## WHAT IS EXPECTED
Restate each of the lines given below, word for word.

## DATA FOR THIS TASK
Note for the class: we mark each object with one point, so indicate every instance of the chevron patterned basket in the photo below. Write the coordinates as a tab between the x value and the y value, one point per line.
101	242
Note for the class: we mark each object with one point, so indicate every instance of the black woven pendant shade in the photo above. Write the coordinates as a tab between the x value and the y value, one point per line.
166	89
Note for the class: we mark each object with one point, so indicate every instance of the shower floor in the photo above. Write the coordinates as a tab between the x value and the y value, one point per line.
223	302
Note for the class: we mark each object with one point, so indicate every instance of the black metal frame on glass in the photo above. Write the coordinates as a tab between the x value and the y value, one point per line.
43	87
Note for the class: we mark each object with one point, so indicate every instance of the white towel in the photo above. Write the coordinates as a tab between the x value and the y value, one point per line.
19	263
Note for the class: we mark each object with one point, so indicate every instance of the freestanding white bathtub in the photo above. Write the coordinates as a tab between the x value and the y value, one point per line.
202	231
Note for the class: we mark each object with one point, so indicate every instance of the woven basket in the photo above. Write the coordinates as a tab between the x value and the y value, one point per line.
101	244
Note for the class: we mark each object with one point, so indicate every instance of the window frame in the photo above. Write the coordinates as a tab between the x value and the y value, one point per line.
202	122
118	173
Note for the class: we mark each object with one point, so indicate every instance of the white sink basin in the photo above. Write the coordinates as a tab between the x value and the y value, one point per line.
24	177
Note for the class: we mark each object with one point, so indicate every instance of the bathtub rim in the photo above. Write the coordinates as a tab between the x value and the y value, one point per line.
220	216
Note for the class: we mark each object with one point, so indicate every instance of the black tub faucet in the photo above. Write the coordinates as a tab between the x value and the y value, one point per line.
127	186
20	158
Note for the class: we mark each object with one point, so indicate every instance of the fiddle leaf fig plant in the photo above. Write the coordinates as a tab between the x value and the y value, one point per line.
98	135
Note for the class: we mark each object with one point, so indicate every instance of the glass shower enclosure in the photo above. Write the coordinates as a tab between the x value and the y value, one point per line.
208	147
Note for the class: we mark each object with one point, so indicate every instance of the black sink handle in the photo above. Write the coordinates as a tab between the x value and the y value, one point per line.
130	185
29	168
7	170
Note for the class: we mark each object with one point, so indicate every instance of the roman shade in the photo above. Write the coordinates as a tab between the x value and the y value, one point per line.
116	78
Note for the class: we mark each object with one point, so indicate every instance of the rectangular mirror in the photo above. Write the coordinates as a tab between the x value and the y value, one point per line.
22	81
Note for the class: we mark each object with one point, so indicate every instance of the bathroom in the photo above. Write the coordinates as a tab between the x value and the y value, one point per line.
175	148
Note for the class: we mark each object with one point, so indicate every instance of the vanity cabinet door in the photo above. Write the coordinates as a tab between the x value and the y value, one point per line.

## WORKED ANSWER
Note for the class: we mark each object with one point, so indicate every instance of the chevron patterned basket in the photo below. Write the coordinates as a tab between the x value and the y value, one point per line.
101	242
Note for the class: we mark each object with one point, so indicate every instance of the black woven pendant shade in the photo above. Write the coordinates as a tab between the x value and the y value, one point per line.
166	89
Note for the class: we mark each object with one point, so indicate every instance of the shower floor in the photo above. Write the coordinates as a tab between the x value and the y value, one point per line.
223	302
Note for the class: we mark each object with one point, so indicate every instance of the black metal frame on glass in the photo above. Write the coordinates as a tab between the x value and the y value, one point per line.
43	87
Note for the class: we mark each object with one point, so indicate every instance of the white towel in the photo above. Write the coordinates as a tab between the x value and the y value, one point per line.
19	263
Note for the class: we mark each object with one point, so indicate every instance of the freestanding white bathtub in the photo above. Write the coordinates as a tab between the x value and the y value, one point per line.
202	231
Note for the class: we mark each object with one point, so indicate every instance of the woven basket in the photo above. Write the coordinates as a tab between the x value and the y value, one point per line.
101	244
Note for the class: we mark each object with one point, so indicate every instance of the window frame in the photo above. Write the coordinates as a tab between the x value and the y value, one point per line.
202	122
118	173
Note for the class: we mark each object with one point, so indicate every instance of the white sink basin in the photo above. Write the coordinates as a tab between the x value and the y value, one point per line.
24	177
Note for the class: we mark each object with one point, so indicate every instance of the bathtub rim in the photo above. Write the coordinates as a tab between the x value and the y value, one point per line.
220	216
Note for the class: we mark each object with one point, so indicate every instance of the black tub faucet in the photo above. Write the coordinates as a tab between the x value and the y value, one point per line.
127	186
20	158
Note for the class: we mark each object with one point, so indicate every instance of the fiddle leaf fig plant in the photo above. Write the coordinates as a tab between the x value and the y value, one point per line.
98	135
Note for the class: we mark each object with one point, so indicate every instance of the glass shower enclosure in the photo above. Write the coordinates as a tab between the x value and the y value, one point per line.
208	147
Note for the class: we mark each object with one point, so indicate every instance of the black sink handle in the photo above. Write the coordinates as a tab between the x value and the y value, one point per line.
130	185
29	168
7	170
Note for the class: we mark each object with one point, so indicate every instance of the roman shade in the photo above. Write the coordinates as a tab between the x value and the y value, one point per line.
116	78
Note for the class: we mark each object with one point, so indicate every instance of the rectangular mirror in the photo above. Write the coordinates as a tab between the x value and the y value, one point per line.
22	81
Note for the class: we mark each object with one point, so indicate every instance of the bathroom in the photo above. Write the coordinates as a tab between the x value and the y value, one point per line.
175	148
Note for the class: we mark each object with one point, so indicate every instance of the vanity cabinet door in the photo above. Write the coordinates as a tab between the x value and the y value, one point per line.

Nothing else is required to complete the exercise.